Supplied data »
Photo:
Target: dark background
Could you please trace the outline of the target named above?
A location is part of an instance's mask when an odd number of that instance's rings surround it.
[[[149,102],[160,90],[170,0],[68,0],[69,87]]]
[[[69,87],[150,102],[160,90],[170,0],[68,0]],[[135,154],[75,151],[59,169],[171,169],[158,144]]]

Given task » Repeat all of the lines above, requests included, but shift each coordinate in the outlines by adding 9 to it.

Full solution »
Photo:
Target: dark background
Could you please trace the outline of the target named above?
A location is part of an instance's mask when an odd number of that instance's rings surround it.
[[[158,111],[169,99],[179,9],[77,9],[78,96]]]
[[[78,96],[159,111],[169,99],[179,9],[77,9]],[[144,163],[84,160],[68,178],[180,178],[167,153]]]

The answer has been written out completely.